● **TASK INSTRUCTIONS**
Please rename every "Result" to "Output" in the entries below and write them out again with all else unchanged.

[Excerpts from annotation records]
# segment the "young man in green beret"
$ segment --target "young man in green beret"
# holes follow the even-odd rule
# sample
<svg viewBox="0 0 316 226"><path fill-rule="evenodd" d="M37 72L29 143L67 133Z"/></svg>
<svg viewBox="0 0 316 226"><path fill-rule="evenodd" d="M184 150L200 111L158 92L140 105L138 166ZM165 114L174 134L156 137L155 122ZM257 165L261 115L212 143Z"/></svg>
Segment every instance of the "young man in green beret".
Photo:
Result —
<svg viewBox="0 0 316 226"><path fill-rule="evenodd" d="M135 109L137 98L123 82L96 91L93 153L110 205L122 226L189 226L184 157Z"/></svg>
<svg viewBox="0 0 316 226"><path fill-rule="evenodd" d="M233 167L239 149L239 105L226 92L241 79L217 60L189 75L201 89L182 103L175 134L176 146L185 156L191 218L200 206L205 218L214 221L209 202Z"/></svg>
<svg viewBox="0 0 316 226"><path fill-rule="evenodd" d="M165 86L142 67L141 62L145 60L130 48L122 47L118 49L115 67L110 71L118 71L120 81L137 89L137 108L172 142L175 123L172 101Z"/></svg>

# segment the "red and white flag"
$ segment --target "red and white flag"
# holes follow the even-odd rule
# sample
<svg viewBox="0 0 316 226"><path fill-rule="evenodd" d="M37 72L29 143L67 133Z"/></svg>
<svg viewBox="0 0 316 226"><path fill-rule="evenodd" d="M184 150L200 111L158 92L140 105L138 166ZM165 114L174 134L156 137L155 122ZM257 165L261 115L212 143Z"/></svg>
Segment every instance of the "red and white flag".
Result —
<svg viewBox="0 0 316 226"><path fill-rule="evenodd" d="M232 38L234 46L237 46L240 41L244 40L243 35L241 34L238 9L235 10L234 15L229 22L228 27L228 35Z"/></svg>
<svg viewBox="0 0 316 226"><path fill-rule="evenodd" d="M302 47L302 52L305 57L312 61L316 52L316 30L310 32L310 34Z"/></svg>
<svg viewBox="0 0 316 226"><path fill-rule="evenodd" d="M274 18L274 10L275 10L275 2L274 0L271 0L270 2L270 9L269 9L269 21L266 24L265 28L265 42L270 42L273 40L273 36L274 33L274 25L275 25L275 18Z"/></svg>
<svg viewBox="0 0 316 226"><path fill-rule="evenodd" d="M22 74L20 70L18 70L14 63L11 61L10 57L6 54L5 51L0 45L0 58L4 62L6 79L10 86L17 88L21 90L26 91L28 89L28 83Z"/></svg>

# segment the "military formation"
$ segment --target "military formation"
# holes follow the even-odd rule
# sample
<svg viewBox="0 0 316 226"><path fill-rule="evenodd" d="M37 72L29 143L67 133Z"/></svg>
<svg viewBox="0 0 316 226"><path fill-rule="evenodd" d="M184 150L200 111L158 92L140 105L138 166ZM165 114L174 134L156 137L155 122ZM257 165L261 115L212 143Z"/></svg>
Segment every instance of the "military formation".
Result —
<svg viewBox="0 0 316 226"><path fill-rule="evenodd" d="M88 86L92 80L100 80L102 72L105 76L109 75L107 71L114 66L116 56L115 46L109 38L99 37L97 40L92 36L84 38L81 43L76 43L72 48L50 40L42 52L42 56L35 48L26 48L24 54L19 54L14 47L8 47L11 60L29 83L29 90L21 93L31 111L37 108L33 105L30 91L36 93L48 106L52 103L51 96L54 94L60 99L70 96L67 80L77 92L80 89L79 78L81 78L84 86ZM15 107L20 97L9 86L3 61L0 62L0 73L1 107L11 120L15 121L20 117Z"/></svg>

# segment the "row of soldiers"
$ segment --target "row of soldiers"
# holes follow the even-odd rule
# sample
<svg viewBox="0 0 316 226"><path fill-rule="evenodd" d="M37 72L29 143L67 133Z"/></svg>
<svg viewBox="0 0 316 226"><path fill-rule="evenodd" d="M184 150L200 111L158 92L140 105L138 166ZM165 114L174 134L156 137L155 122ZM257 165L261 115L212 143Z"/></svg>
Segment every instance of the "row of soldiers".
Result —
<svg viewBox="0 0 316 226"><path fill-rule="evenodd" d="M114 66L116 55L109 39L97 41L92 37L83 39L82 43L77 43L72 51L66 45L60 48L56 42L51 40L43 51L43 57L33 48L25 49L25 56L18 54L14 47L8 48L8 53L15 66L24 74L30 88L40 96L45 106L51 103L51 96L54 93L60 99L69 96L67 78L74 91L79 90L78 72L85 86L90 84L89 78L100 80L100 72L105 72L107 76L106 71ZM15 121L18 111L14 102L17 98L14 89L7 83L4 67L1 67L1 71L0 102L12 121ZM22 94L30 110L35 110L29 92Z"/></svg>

● **RESULT OF THIS TASK**
# segment the "young man in green beret"
$ segment --target "young man in green beret"
# holes follow the even-odd rule
# sample
<svg viewBox="0 0 316 226"><path fill-rule="evenodd" d="M37 72L29 143L67 133Z"/></svg>
<svg viewBox="0 0 316 226"><path fill-rule="evenodd" d="M184 150L200 111L158 92L140 105L138 166ZM165 114L174 134L156 137L155 122ZM257 165L261 115L212 143Z"/></svg>
Segment every instance of the "young man in green beret".
Photo:
Output —
<svg viewBox="0 0 316 226"><path fill-rule="evenodd" d="M135 109L137 98L123 82L96 91L93 153L110 205L122 226L189 226L184 157Z"/></svg>
<svg viewBox="0 0 316 226"><path fill-rule="evenodd" d="M233 167L239 149L239 105L226 92L241 79L217 60L189 75L201 89L182 103L175 134L176 146L185 156L191 218L200 206L205 218L214 221L209 202Z"/></svg>
<svg viewBox="0 0 316 226"><path fill-rule="evenodd" d="M165 86L142 67L141 62L145 60L130 48L122 47L118 49L115 67L110 71L118 71L120 81L137 89L137 108L172 142L175 123L172 101Z"/></svg>

# segment the "red and white flag"
$ segment --target "red and white flag"
# holes follow the even-odd rule
# sample
<svg viewBox="0 0 316 226"><path fill-rule="evenodd" d="M37 72L29 143L67 133Z"/></svg>
<svg viewBox="0 0 316 226"><path fill-rule="evenodd" d="M184 150L200 111L158 92L140 105L138 166ZM165 114L174 134L156 137L155 122ZM257 165L261 115L212 143Z"/></svg>
Segment every instance of the "red and white flag".
Output —
<svg viewBox="0 0 316 226"><path fill-rule="evenodd" d="M232 38L234 46L237 46L240 41L244 40L243 35L241 34L238 9L235 10L234 15L229 22L228 27L228 35Z"/></svg>
<svg viewBox="0 0 316 226"><path fill-rule="evenodd" d="M302 47L302 52L305 57L312 61L316 52L316 30L310 32L310 34Z"/></svg>
<svg viewBox="0 0 316 226"><path fill-rule="evenodd" d="M274 18L274 10L275 10L275 2L274 0L271 0L270 2L270 9L269 9L269 21L266 24L265 28L265 42L270 42L273 40L273 36L274 33L274 25L275 25L275 18Z"/></svg>
<svg viewBox="0 0 316 226"><path fill-rule="evenodd" d="M22 74L20 70L18 70L14 63L11 61L10 57L6 54L5 51L0 45L0 58L4 62L6 79L10 86L17 88L21 90L26 91L28 89L28 83Z"/></svg>

# segment the "military formation"
$ segment --target "military formation"
# holes follow the even-odd rule
# sample
<svg viewBox="0 0 316 226"><path fill-rule="evenodd" d="M37 72L29 143L67 133Z"/></svg>
<svg viewBox="0 0 316 226"><path fill-rule="evenodd" d="M184 150L200 111L158 92L140 105L138 166ZM165 114L174 134L156 137L155 122ZM257 165L261 115L212 143Z"/></svg>
Segment every instance of the "military formation".
Output —
<svg viewBox="0 0 316 226"><path fill-rule="evenodd" d="M88 86L92 80L100 80L102 72L105 76L109 75L107 71L114 66L116 56L115 46L109 38L99 37L97 40L92 36L84 38L81 43L76 43L72 48L50 40L42 52L42 56L35 48L26 48L24 54L19 54L14 47L8 47L11 60L29 83L29 90L21 93L31 111L37 108L33 105L30 91L36 93L48 106L52 103L51 96L54 94L60 99L70 96L67 80L77 92L80 89L79 78L81 78L84 86ZM15 107L20 97L9 86L3 61L0 62L0 73L1 107L11 120L15 121L20 117Z"/></svg>

# segment the "row of soldiers"
$ segment --target "row of soldiers"
# holes follow the even-odd rule
# sample
<svg viewBox="0 0 316 226"><path fill-rule="evenodd" d="M37 72L29 143L67 133Z"/></svg>
<svg viewBox="0 0 316 226"><path fill-rule="evenodd" d="M184 150L200 111L158 92L140 105L138 166ZM165 114L174 134L156 137L155 122ZM257 165L261 115L212 143Z"/></svg>
Segment every instance of the "row of soldiers".
Output —
<svg viewBox="0 0 316 226"><path fill-rule="evenodd" d="M114 66L116 55L109 39L97 41L92 37L83 39L82 43L77 43L72 51L66 45L60 48L56 42L51 40L43 51L43 57L33 48L25 49L25 56L18 54L14 47L8 48L8 53L15 66L24 74L30 88L40 96L45 106L51 103L51 96L54 93L60 99L69 96L67 78L74 91L79 90L78 72L85 86L90 84L89 78L100 80L100 72L105 72L107 76L106 71ZM15 121L18 111L14 102L17 98L14 89L7 83L4 67L1 67L1 71L0 102L12 121ZM22 94L30 110L35 110L29 92Z"/></svg>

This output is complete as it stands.